◆ Aim of the task ◆
Write out the listing below line for line, exactly the same, but leave out the pictures.

......

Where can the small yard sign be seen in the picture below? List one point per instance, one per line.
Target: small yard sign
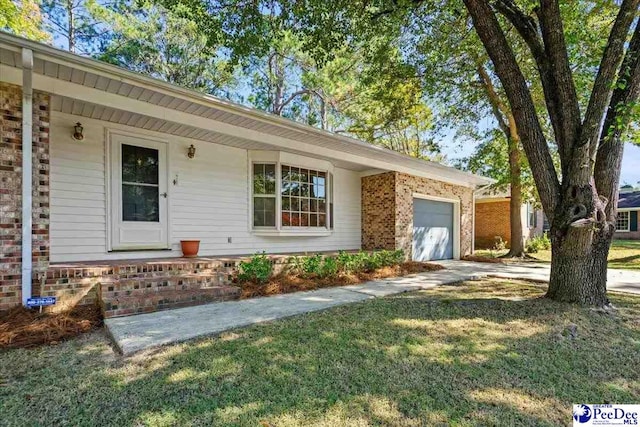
(40, 301)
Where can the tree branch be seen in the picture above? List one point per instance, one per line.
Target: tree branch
(528, 30)
(568, 116)
(609, 154)
(291, 97)
(522, 106)
(500, 111)
(603, 85)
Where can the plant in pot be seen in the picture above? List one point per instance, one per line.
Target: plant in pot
(190, 248)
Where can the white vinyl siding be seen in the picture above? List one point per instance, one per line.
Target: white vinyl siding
(210, 201)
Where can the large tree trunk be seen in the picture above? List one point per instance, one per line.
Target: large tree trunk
(579, 266)
(515, 204)
(582, 207)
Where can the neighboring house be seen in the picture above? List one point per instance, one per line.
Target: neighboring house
(123, 167)
(627, 220)
(492, 219)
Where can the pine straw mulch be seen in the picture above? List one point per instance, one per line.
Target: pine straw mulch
(285, 283)
(23, 327)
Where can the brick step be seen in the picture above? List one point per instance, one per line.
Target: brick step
(162, 299)
(181, 282)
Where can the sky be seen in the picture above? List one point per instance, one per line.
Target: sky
(630, 173)
(453, 151)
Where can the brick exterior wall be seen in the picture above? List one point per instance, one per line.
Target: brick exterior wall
(387, 210)
(378, 211)
(492, 220)
(11, 191)
(629, 235)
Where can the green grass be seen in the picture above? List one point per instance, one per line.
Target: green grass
(480, 353)
(624, 254)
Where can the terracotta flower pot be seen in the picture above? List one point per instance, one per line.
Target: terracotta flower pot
(190, 248)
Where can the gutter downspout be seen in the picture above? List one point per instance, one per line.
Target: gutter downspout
(27, 171)
(473, 222)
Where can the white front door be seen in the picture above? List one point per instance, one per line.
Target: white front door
(138, 193)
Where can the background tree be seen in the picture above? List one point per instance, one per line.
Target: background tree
(73, 25)
(150, 40)
(579, 198)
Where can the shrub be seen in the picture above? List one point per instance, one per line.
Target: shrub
(538, 243)
(329, 267)
(499, 245)
(258, 269)
(310, 265)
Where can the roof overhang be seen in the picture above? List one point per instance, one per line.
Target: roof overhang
(90, 88)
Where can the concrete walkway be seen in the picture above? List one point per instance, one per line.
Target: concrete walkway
(136, 333)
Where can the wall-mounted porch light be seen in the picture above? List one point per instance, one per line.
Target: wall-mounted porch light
(77, 132)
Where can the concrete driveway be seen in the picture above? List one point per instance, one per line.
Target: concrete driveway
(617, 280)
(132, 334)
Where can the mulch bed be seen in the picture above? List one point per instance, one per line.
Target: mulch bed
(476, 258)
(286, 283)
(23, 327)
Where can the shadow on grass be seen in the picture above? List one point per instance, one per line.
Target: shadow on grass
(475, 354)
(625, 260)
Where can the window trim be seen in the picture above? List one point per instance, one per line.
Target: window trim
(280, 159)
(628, 229)
(265, 196)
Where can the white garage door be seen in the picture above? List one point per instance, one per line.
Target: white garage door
(432, 230)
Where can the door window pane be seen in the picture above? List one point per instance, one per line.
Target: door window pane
(139, 164)
(140, 203)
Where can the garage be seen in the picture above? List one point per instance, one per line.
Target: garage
(433, 230)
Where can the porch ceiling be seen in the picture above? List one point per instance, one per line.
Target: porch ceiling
(76, 107)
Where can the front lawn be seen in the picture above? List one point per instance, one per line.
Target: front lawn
(480, 353)
(624, 254)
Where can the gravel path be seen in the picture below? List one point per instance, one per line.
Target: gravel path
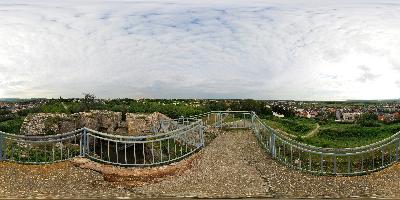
(60, 180)
(232, 165)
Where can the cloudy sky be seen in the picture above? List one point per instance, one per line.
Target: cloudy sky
(307, 50)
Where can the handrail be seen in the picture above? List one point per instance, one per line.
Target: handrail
(188, 137)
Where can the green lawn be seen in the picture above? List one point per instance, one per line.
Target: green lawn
(337, 135)
(333, 134)
(293, 126)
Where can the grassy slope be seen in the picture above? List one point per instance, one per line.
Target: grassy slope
(334, 135)
(295, 126)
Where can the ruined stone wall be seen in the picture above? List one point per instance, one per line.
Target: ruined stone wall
(103, 121)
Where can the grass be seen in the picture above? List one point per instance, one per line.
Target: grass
(334, 134)
(293, 126)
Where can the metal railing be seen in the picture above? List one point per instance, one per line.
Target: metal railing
(327, 161)
(308, 158)
(170, 140)
(173, 140)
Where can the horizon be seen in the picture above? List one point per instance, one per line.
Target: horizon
(346, 100)
(305, 50)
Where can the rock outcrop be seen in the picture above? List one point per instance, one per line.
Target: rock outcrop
(103, 121)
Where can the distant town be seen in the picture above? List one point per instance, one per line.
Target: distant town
(340, 111)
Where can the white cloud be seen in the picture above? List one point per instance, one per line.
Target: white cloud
(208, 49)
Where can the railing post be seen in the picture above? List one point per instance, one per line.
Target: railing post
(273, 147)
(397, 149)
(82, 143)
(1, 146)
(201, 129)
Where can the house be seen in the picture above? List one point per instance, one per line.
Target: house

......

◆ Output of the task ◆
Where can the small yard sign be seen in the picture below? List one point per instance, one per line.
Target: small yard sign
(40, 301)
Where can the tree branch be seen in the picture above? List one point per instance, one per line.
Target: tree branch
(528, 30)
(568, 116)
(609, 154)
(291, 97)
(522, 106)
(500, 111)
(603, 85)
Where can the plant in pot be seen in the picture above? List one point per instance, one per line.
Target: plant in pot
(190, 248)
Where can the white vinyl siding be seen in the picture above? List one point per instance, one per line.
Target: white vinyl siding
(210, 201)
Where can the large tree trunk be seen in the picture above? List one point per instance, one per line.
Target: large tree trunk
(579, 266)
(515, 204)
(582, 207)
Where can the neighboring house be seen in the picture above? List one point per instance, one per line.
Target: neighboring house
(123, 167)
(627, 220)
(492, 219)
Where can the pine straw mulch be seen in the picture above? List one point per instance, one per line.
Target: pine straw mulch
(285, 283)
(23, 327)
Where can the brick step be seen in the picture above? List one point per instance, one per line.
Target: brick step
(162, 299)
(181, 282)
Where can the sky be seen in the picture above? List one point per instance, one per line.
Target: sky
(630, 173)
(453, 151)
Where can the brick exterior wall be seen in the picture above? List one point per instance, one per line.
Target: brick exterior wall
(387, 210)
(378, 211)
(492, 220)
(11, 191)
(629, 235)
Where can the green grass be seen in the picture above? List one point per instance, one per line.
Target: green grass
(480, 353)
(624, 254)
Where can the terracotta flower pot be seen in the picture above? List one point per instance, one per line.
Target: terracotta flower pot
(190, 248)
Where can the gutter downspout be seen in the picture above? List one point per instance, one per line.
Target: gutter downspout
(27, 171)
(473, 222)
Where can the white front door be seen in the picture above? List one point per instance, one per line.
Target: white front door
(138, 193)
Where can the background tree be seen in the picture above? List one point per instance, one per line.
Target: background tree
(73, 25)
(150, 40)
(579, 198)
Where can the shrub be seen in the picture above? List one point per instance, one per line.
Target: shrub
(538, 243)
(329, 267)
(499, 245)
(258, 269)
(310, 265)
Where can the roof overhang be seen in the picture above? List one point per instance, one per line.
Target: roof overhang
(90, 88)
Where can the concrete walkway be seen in the picture above? List one point per instance, one per line.
Target: concrete walkway
(136, 333)
Where can the wall-mounted porch light be seen in the picture above? List one point per instance, one per line.
Target: wall-mounted porch light
(77, 132)
Where can the concrete driveway be seen in the picture above? List one point per instance, one per line.
Target: concrete driveway
(617, 280)
(132, 334)
Where can the mulch bed be seen in the picture above? List one point per instance, one per line.
Target: mulch bed
(476, 258)
(286, 283)
(23, 327)
Where can the shadow on grass be seen in the picture above? List one point per instance, one per line.
Target: shadow on grass
(475, 354)
(625, 260)
Where can the window trim be seen in the picture above? List one point per instance, one per line.
Target: window trim
(280, 159)
(628, 229)
(265, 196)
Where can the white garage door be seen in the picture above? List one point per instance, one per line.
Target: white garage door
(432, 230)
Where can the door window pane be seen in the picture above? List one point per instance, one per line.
Target: door window pane
(139, 164)
(140, 203)
Where can the garage be seen in the picture above? List one point per instance, one per line.
Target: garage
(433, 230)
Where can the porch ceiling be seen in the picture above? List one point per instance, one per line.
Target: porch ceiling
(76, 107)
Where can the front lawn be seen in the picture above? List one point per instance, one per line.
Target: front lawn
(480, 353)
(624, 254)
Where can the gravel path be seen in the picture below? List one point per instance, one per line.
Target: gravel path
(60, 180)
(232, 165)
Where can the cloudy sky be seen in the picture above? List one point per instance, one per line.
Target: cloudy sky
(307, 50)
Where can the handrail be seen in the picture above? List one point per instance, one per line.
Target: handrail
(188, 137)
Where can the green lawn be seen in the picture above? List one point per instance, one per line.
Target: green lawn
(337, 135)
(333, 134)
(293, 126)
Where can the grassy slope be seen in the picture above? List one point per instance, one per line.
Target: grassy slope
(334, 135)
(295, 126)
Where can the ruined stone wall be seen in the picture above? List one point per instance, one per line.
Target: ruined stone wall
(103, 121)
Where can the grass be seen in the picture above? List one point per instance, one per line.
Target: grass
(334, 134)
(293, 126)
Where can the metal railing be seen in the picture above? List one point per instance, one per line.
Target: metal railing
(327, 161)
(308, 158)
(170, 140)
(173, 140)
Where can the horizon be seen in the picture above? List one point per instance, one per line.
Target: horizon
(346, 100)
(305, 50)
Where can the rock outcrop be seen in the picture above? List one point per instance, one per line.
Target: rock outcrop
(103, 121)
Where can the distant town be seen in the picture above? List one point per instance, one per line.
Target: distant town
(340, 111)
Where can the white cloud be seen in the picture above? List one point per instance, one per line.
Target: white cloud
(208, 49)
Where can the railing post be seen in the picture above? List one point per instance, one per line.
Target: railing post
(273, 147)
(397, 149)
(82, 143)
(1, 146)
(201, 129)
Where can the house be seen in the picture above? List one point per instance, one per line.
Target: house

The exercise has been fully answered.